#### Problems and tasks
• a. In the article about Minneapolis mom group chats, which app was used to create the "LH Policy Chat"?
• b. Pick up the article about Minneapolis mom group chats organizing against ICE where it stops, and keep writing it.

#### Document extract
The day after last summer’s lethal school shooting at Annunciation Catholic School in Minneapolis, Minnesota, Katie went to her mom group chat to raise the issue of gun reform.
“It had been a place for all of us to talk about where we are sending our kids to summer camp or how our experience with ear tubes went,” she says. All of the moms in the 200-something chat had kids at an elementary school in the neighborhood of Linden Hills, a 10-minute drive from Annunciation. “We started to talk about politics. When it started to drown out the other daily topics that moms find helpful, I decided to create one specifically for political issues.”
That was the day Katie (who asked to be identified only by her first name—as did the other moms quoted in this story—for fear of retaliation) made the “LH Policy Chat” group on the encrypted private messaging app Signal. “It quieted down a bit in the time since the shooting, but now that Immigration and Customs Enforcement (ICE) has come to the city, it’s taken on a whole new life,” she says.
Mom groups have been a hot topic in 2026. But while some—like the one described by Ashley Tisdale French in a viral essay for The Cut—trade mainly in mean-girl passive aggression, other, progressive-minded ones have been piqued by ICE, becoming important resources for grassroots organizing, information sharing, and mutual aid.
“This is the opposite of the toxic mom chat,” Katie says, noting that other plans of action that have come from her group chat include paying the rent for a family unable to work because of ICE concerns and boycotting establishments like Target where employees have been detained by ICE agents. “We are facing a lot of adversity in Minnesota right now, but this is showing me how much people want to connect with and protect each other,” Katie says.
“You have to be good at organizing to be a mom, because you spend so much time multitasking and taking care of other people,” says Eliana, another member of the Minnesota-based LH Policy Chat. (As of a few days ago, it was renamed the “Southwest Minneapolis Policy Chat,” having expanded beyond the immediate neighborhood. It now has almost 400 members.) When one of the members told the group that their sibling had been violently detained by ICE as a bystander, Eliana was able to help the other mom locate their sibling through help from a lawyer friend who works at the ACLU. “So it only makes sense we would all want to expand those skills to our community.”

#### Data to examine

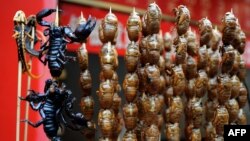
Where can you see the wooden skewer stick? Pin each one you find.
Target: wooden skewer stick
(28, 88)
(19, 83)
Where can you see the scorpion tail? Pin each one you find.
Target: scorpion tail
(34, 76)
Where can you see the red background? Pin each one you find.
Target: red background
(8, 54)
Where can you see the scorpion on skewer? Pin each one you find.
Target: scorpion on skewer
(55, 46)
(51, 106)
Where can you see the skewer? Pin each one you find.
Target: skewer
(28, 88)
(19, 86)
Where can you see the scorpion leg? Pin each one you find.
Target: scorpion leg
(35, 107)
(44, 13)
(37, 124)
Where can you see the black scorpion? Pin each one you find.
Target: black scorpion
(55, 46)
(51, 105)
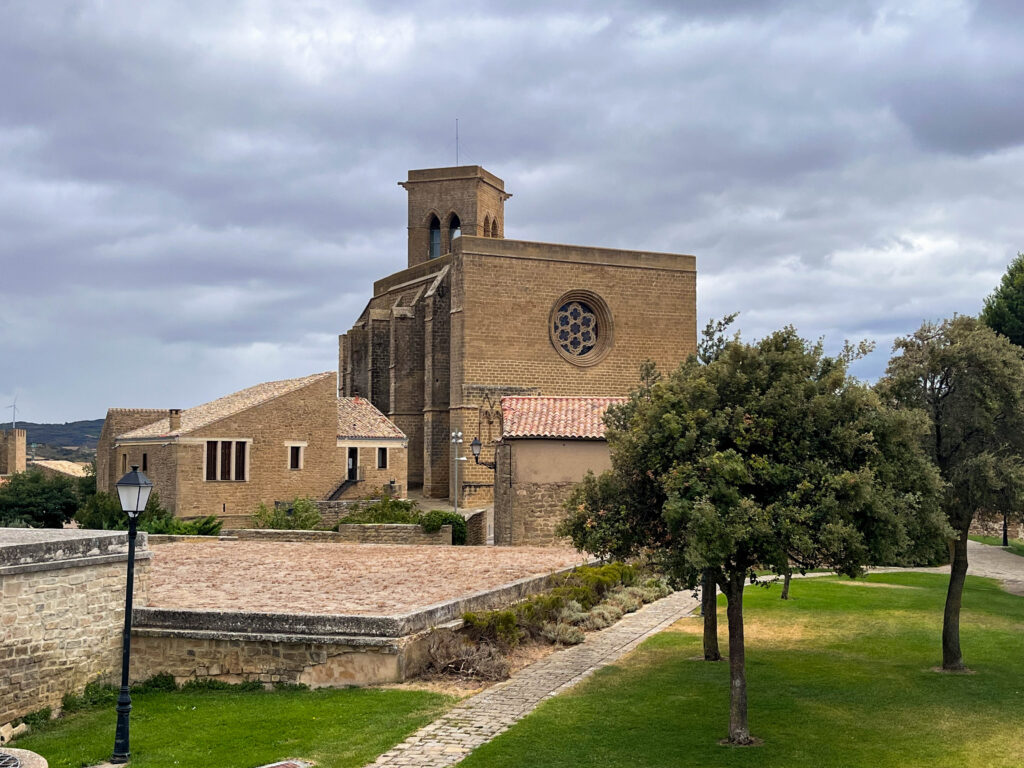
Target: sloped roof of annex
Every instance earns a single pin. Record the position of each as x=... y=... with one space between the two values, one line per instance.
x=566 y=418
x=202 y=416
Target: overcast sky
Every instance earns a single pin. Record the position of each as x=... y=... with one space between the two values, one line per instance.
x=196 y=197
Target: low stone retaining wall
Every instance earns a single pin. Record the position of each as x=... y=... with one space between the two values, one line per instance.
x=370 y=534
x=317 y=650
x=61 y=612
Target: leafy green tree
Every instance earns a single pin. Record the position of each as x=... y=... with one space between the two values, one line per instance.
x=1004 y=310
x=970 y=382
x=33 y=500
x=768 y=455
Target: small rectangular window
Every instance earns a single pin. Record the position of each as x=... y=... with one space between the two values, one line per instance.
x=211 y=460
x=240 y=461
x=225 y=460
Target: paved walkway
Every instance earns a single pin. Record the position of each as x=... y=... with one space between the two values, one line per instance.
x=479 y=719
x=995 y=562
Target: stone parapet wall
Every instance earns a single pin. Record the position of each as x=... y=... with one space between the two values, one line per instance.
x=476 y=528
x=286 y=660
x=369 y=534
x=532 y=513
x=61 y=613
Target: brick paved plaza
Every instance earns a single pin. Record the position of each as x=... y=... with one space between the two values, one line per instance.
x=309 y=578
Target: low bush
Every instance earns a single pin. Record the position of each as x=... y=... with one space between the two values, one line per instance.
x=204 y=685
x=95 y=693
x=102 y=511
x=385 y=510
x=301 y=515
x=451 y=653
x=433 y=520
x=37 y=719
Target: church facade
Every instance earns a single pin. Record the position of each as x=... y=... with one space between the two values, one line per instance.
x=475 y=317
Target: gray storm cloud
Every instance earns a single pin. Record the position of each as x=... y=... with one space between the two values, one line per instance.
x=197 y=199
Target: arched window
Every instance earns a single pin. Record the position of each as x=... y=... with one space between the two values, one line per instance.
x=435 y=238
x=455 y=228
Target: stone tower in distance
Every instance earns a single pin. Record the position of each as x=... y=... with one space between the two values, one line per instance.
x=444 y=203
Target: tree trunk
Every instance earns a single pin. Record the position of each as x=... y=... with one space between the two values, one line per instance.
x=739 y=732
x=709 y=609
x=952 y=659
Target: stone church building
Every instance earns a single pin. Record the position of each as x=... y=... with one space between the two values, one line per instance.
x=476 y=316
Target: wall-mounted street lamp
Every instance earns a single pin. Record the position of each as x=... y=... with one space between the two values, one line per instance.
x=456 y=442
x=133 y=491
x=475 y=446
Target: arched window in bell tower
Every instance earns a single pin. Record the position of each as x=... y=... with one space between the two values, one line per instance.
x=435 y=237
x=455 y=228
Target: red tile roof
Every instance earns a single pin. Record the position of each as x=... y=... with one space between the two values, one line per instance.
x=579 y=418
x=208 y=413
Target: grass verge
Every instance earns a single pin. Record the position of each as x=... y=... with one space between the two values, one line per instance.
x=1016 y=545
x=242 y=729
x=840 y=676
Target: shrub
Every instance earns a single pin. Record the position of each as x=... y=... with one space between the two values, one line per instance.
x=433 y=520
x=102 y=511
x=302 y=515
x=501 y=627
x=383 y=511
x=33 y=500
x=95 y=693
x=38 y=718
x=564 y=634
x=450 y=653
x=205 y=685
x=162 y=682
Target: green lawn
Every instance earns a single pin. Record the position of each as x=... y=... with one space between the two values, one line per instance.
x=1016 y=545
x=237 y=729
x=840 y=676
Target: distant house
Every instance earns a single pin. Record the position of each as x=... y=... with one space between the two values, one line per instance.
x=548 y=445
x=12 y=453
x=57 y=468
x=273 y=441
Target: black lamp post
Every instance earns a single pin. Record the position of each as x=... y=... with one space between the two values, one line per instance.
x=133 y=491
x=475 y=446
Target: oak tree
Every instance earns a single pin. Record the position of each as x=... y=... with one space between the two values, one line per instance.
x=768 y=455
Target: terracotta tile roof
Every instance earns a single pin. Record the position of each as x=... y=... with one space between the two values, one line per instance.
x=581 y=418
x=208 y=413
x=72 y=469
x=358 y=419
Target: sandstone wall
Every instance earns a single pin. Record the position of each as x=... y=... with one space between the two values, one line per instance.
x=61 y=613
x=235 y=660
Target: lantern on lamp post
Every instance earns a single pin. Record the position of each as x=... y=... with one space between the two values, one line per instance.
x=133 y=492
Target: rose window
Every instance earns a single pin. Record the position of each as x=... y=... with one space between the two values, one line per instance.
x=576 y=328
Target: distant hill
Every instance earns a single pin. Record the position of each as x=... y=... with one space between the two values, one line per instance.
x=75 y=439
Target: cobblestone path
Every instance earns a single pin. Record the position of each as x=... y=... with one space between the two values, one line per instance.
x=480 y=718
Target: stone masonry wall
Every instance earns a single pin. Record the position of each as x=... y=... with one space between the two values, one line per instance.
x=368 y=534
x=233 y=660
x=60 y=625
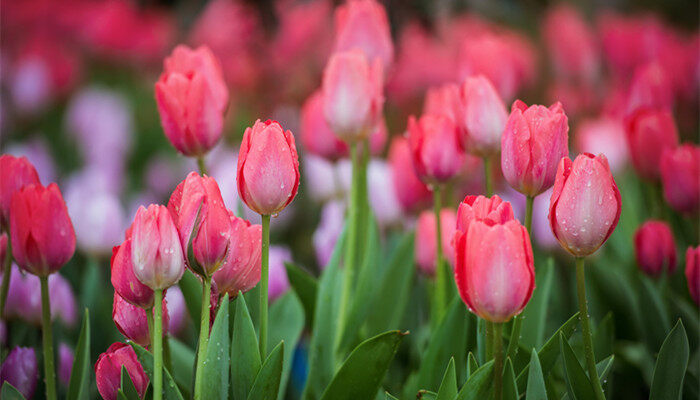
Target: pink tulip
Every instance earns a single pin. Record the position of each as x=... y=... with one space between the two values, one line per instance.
x=192 y=99
x=585 y=204
x=268 y=168
x=494 y=269
x=155 y=248
x=534 y=140
x=680 y=175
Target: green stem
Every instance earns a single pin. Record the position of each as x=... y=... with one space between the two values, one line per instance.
x=586 y=328
x=157 y=342
x=203 y=338
x=263 y=288
x=47 y=339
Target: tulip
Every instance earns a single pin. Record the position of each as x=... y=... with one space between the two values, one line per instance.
x=108 y=369
x=649 y=134
x=534 y=140
x=680 y=176
x=20 y=370
x=655 y=248
x=192 y=99
x=352 y=95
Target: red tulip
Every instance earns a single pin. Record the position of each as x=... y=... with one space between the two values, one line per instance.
x=534 y=140
x=435 y=149
x=108 y=370
x=585 y=204
x=268 y=168
x=192 y=98
x=42 y=234
x=15 y=173
x=680 y=176
x=494 y=269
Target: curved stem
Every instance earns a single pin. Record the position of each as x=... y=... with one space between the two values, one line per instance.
x=263 y=288
x=47 y=339
x=586 y=328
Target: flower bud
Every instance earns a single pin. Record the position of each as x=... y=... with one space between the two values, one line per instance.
x=494 y=269
x=108 y=371
x=268 y=168
x=680 y=176
x=192 y=98
x=585 y=204
x=155 y=248
x=42 y=234
x=534 y=140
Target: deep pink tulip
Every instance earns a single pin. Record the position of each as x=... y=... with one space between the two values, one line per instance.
x=534 y=140
x=155 y=248
x=15 y=173
x=192 y=99
x=426 y=240
x=42 y=234
x=585 y=204
x=680 y=176
x=435 y=149
x=352 y=95
x=655 y=248
x=108 y=370
x=649 y=133
x=494 y=269
x=268 y=168
x=241 y=268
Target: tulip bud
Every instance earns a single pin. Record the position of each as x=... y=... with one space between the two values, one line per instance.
x=268 y=168
x=42 y=235
x=241 y=269
x=155 y=248
x=534 y=140
x=655 y=248
x=649 y=133
x=585 y=204
x=680 y=176
x=192 y=98
x=435 y=149
x=15 y=173
x=482 y=116
x=352 y=95
x=108 y=370
x=494 y=269
x=20 y=370
x=425 y=241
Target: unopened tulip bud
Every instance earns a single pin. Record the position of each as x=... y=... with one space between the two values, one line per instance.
x=585 y=204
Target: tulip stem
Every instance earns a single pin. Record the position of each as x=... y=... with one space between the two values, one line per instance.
x=586 y=328
x=203 y=338
x=263 y=288
x=47 y=336
x=158 y=346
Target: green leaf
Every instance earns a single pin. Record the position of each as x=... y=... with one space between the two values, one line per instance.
x=286 y=324
x=170 y=390
x=79 y=384
x=670 y=366
x=448 y=387
x=306 y=287
x=244 y=352
x=536 y=389
x=577 y=383
x=267 y=383
x=362 y=373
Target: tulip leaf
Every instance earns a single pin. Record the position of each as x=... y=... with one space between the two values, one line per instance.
x=267 y=383
x=244 y=351
x=170 y=390
x=286 y=324
x=79 y=384
x=667 y=382
x=362 y=373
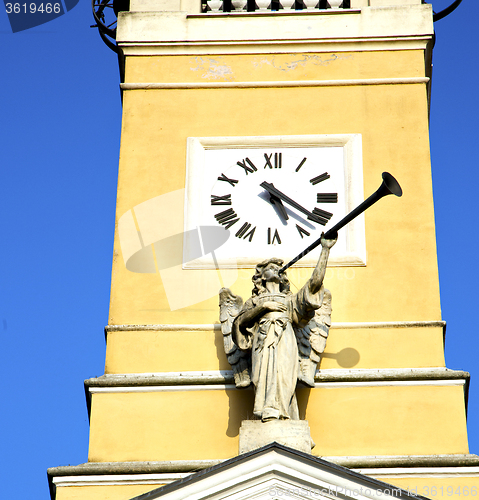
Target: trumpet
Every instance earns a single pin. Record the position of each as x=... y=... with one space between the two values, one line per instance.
x=389 y=186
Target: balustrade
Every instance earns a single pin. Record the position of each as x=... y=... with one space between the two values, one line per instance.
x=212 y=6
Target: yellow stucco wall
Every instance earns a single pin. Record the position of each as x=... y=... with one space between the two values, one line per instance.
x=389 y=419
x=400 y=281
x=103 y=492
x=436 y=488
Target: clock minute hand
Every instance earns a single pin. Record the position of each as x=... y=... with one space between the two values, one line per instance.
x=279 y=205
x=278 y=194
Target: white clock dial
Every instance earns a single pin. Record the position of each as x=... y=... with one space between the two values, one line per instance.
x=272 y=199
x=276 y=196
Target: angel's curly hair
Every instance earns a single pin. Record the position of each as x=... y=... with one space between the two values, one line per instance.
x=258 y=282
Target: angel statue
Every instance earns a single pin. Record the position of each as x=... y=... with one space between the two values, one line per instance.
x=275 y=338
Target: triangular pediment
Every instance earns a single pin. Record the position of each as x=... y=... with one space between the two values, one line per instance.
x=277 y=472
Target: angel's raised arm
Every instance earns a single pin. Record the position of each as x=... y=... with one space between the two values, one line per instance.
x=319 y=272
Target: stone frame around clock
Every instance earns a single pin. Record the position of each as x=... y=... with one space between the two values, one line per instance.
x=354 y=232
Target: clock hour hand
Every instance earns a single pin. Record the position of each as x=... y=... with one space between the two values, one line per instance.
x=278 y=194
x=279 y=205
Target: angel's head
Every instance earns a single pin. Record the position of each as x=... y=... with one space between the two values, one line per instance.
x=269 y=270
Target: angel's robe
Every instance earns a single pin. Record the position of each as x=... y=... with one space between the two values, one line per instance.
x=274 y=350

#### Responses
• a. Signal, an encrypted private messaging app.

• b.
Zoe, a mother of three in St. Paul, Minnesota, says that she has a handful of mom group chats (“my friends from high school, my birthing class chat, my eldest daughter’s preschool group”) that have turned political of late. But it’s the group chat that started as a way to plan casual pickleball meet-ups that’s gone full-on radical. “When it formed, we were exhausted moms of toddlers,” she says. These days, the 40-person group still meets up for pickleball, and a mom will occasionally sound the call for size 8 boots since her two-year-old outgrew theirs during the week, but they also regularly discuss ICE rapid responses and new mutual aid needs.
“I can’t emphasize enough how every day and everywhere ICE is in the Twin Cities,” Zoe continues. “You don’t need to go out of your way or to the exact spot where Renee Good was killed. ICE is on my block, at every single daycare.”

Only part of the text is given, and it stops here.